## Prompt 1
Rewrite the extract on Joyner's career from "The NACA Langley" up to and including "and Technical Services.", switching "electrical systems" to "power systems".
## Prompt 2
According to the extract on Joyner's career, what title had she reached by the 1960s?
## Prompt 3
List every point in time that the extract on Joyner's career gives as a month, year, or decade.

## Extract
^^^^^^^^^^^^^^^^

The NACA Langley Memorial Aeronautical Laboratory (later the Langley Research Center) hired Joyner as a junior civil engineering aide in September 1939, making her their first woman engineer. At the time, the organization was expanding its aeronautics research and development in the time before World War II. Her career developed quickly, as she shifted her focus from civil to electrical engineering. Among her responsibilities was the management of the electrical systems for several wind tunnels, including supersonic wind tunnels, large, expensive facilities important to testing aircraft. She continued working at Langley for more than three decades, continuing at the National Aeronautics and Space Administration (NASA) when it replaced NACA in 1958. By the 1960s, she achieved the title Branch Head of the Facilities Cost Estimating Branch, Office of Engineering and Technical Services.

Over the course of her career at NACA/NASA, Joyner made contributions to research on aeronautics, supersonic flight, and the design of airfoils. Her work had implications for military and commercial flight applications, and she was influential in the production of aircraft design standards that continued to be relevant many years later. She retired from NASA in May 1971.

Joyner was active in engineering organizations and societies. She was a member of the Institute of Electrical and Electronics Engineers (IEEE) and Honorary Life Member of the Engineers Club of the Virginia Peninsula.

^^^^^^^^^^^^^^^^

## Data to examine
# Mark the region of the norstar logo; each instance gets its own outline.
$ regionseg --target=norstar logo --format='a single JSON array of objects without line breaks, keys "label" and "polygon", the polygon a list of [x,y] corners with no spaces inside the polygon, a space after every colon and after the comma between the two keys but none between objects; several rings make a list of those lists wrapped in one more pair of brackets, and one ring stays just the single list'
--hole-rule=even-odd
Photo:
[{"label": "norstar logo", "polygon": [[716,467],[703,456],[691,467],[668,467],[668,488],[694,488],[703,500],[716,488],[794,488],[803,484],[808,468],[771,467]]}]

^^^^^^^^^^^^^^^^

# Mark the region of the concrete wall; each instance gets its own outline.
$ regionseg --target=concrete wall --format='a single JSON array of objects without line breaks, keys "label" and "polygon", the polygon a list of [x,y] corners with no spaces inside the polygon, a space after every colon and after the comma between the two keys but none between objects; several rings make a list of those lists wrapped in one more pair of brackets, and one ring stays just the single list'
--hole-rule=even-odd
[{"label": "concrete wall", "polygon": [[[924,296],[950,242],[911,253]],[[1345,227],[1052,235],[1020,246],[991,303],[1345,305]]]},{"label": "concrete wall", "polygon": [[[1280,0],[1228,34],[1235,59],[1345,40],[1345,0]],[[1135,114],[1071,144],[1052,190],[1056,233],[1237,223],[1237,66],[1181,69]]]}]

^^^^^^^^^^^^^^^^

## Expected answer 1
The NACA Langley Memorial Aeronautical Laboratory (later the Langley Research Center) hired Joyner as a junior civil engineering aide in September 1939, making her their first woman engineer. At the time, the organization was expanding its aeronautics research and development in the time before World War II. Her career developed quickly, as she shifted her focus from civil to electrical engineering. Among her responsibilities was the management of the power systems for several wind tunnels, including supersonic wind tunnels, large, expensive facilities important to testing aircraft. She continued working at Langley for more than three decades, continuing at the National Aeronautics and Space Administration (NASA) when it replaced NACA in 1958. By the 1960s, she achieved the title Branch Head of the Facilities Cost Estimating Branch, Office of Engineering and Technical Services.

## Expected answer 2
Branch Head of the Facilities Cost Estimating Branch, Office of Engineering and Technical Services.

## Expected answer 3
September 1939
1958
the 1960s
May 1971